* begin DOCUMENT TEXT *

I have not run CentOS on my current system, but ununtu 13.04 ran like a
champ until i broke it. all 16 GB (2x8 set up as dual channel).
I can try to install Cent and see what it tells me. it may be that there is
a kernel param that is not lined up right.
On Mon, Jun 3, 2013 at 1:46 PM, Nathan England <
nathan@nmecs.com> wrote:
> **
>
>
>
>
>
> Your explanation seems about right to me. The problem though, with a
> single processor with multiple cores, they are all using the same memory
> interconnect.
>
>
>
> While in theory, and quite possibly in true NUMA systems, this is a more
> efficient way to handle memory management with tasks assigned to a specific
> processor ( I would imagine this would be huge for VM hosts ) but as far as
> I know, there are no real world examples or tests that show this actually
> works any faster with multiple cores.
>
>
>
> But why does CentOS not register all of my memory? Why less than 3/4 of
> it? I have actually had my machine swap due to the work load where as if it
> had access to the other 3 GB of ram it would not have swapped!
>
>
>
> Maybe I should have gone with a single 8GB stick of ram instead of dual
> 4GB. Silly me!
>
>
>
> Nathan
>
>
>
>
>
> On Monday, June 03, 2013 13:27:18 Nadim Hoque wrote:
>
> If i recall AMD started doing NUMA which each core gets a dedicated amount
> of memory that is tied to it. The plus side is that when the core needs
> something in its own memory region it does not need to put the request in
> the queue like in non-numa and gets it faster. The down side is if it needs
> data in a memory region that belongs to another core it will take longer
> since it essentially has to ask that core for that data. In non-numa
> architecture the entire memory space is allocated to all cores which means
> that each core can access memory with out asking another for data. The
> problem with this is that all memory requests is put in a queue and the
> core has to wait until the memory controller is able to process the
> request. For many core and lot of memory systems you are mostly better off
> with NUMA. Correct me if I am wrong though.
>
>
>
> On Mon, Jun 3, 2013 at 7:25 AM, Stephen <cryptworks@gmail.com> wrote:
>
> Not really, Dual channel mode means you can read and write to both Banks
> of memory at the same time (aka Ganged). Single Channel means you treat all
> ram as a single bank reading and writing to one and then the other. think
> Raid 0 vs JBOD if that helps.
>
> I personally have had 0 issue with greater than 4 GB of ram in a machine
> with Linux and a 64 bit kernel. and i have worked with multiple
> distributions over the years back and forth.
>
> the main difference between Intel and AMD i have seen since the core i
> series CPUs were released is that AMD still has wicked fast memory
> performance but Intel wins most everything else.

* end DOCUMENT TEXT *
* begin MATERIAL *

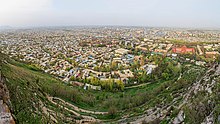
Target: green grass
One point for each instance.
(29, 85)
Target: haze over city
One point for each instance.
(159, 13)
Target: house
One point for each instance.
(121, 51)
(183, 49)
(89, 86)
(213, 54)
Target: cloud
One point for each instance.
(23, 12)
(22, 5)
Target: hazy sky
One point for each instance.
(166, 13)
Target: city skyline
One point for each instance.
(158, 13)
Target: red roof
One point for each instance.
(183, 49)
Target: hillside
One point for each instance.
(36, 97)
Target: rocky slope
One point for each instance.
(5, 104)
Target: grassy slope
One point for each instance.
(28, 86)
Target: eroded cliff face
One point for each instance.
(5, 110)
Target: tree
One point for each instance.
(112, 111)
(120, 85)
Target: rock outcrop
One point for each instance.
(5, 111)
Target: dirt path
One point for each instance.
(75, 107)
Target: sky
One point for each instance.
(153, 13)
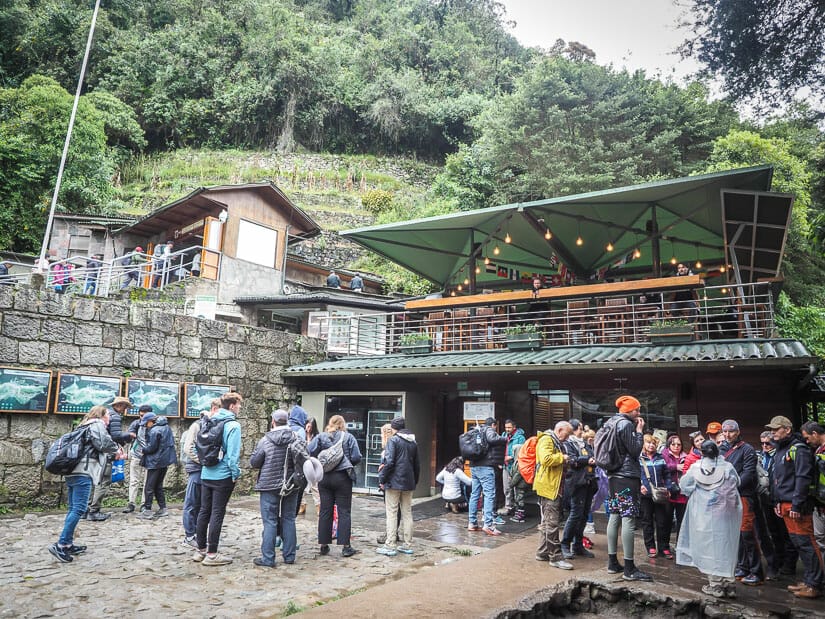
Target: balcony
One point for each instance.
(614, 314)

* end MATERIAL *

• WORK REQUIRED
Continue the mailing-list thread about CentOS not registering all of the installed memory, picking up right after its last sentence.

• RESPONSE FOR THIS EXERCISE
>
> If you have multiple processors you will want to look for numa. This
> allows inter processor communication for ram access.
>
> It should not matter if you are running ganged or unchanged your is should
> see all ram installed with the exception of the PCI/pcie/chip set nibbling
> 100 to 700mb for doing its thing in consumer chipsets.
>
> On Mon, Jun 3, 2013 at 6:36 AM, keith smith <klsmith2020@yahoo.com> wrote:
>
>
>
>
> I found this in an on-line discussion:
>
> Ganged = dual channel mode for ram. All cores get access to 100% of the
> ram.
>
> unganged = single channel. Each core gets access to a stick of ram.
>
> Is this correct?
>
>
> ------------------------
> Keith Smith
>
> --- On Mon, 6/3/13, Nathan England <nathan@nmecs.com> wrote:
>
>
> From: Nathan England <nathan@nmecs.com>
> Subject: Re: AMD vs Intel memory managemement
> To: "Main PLUG discussion list" <plug-discuss@lists.phxlinux.org>
> Date: Monday, June 3, 2013, 1:35 AM
>
>
>
>
>
>
>
> Yeah, it's a wonderful thing AMD calls "unganged" mode. I have 8 GB of ram
> in my server and the motherboard has enabled "unganged" mode to be more
> efficient. CentOS only recognizes 5.8 GB of ram and I cannot turn off
> unganged mode.
>
>
>
> I love it...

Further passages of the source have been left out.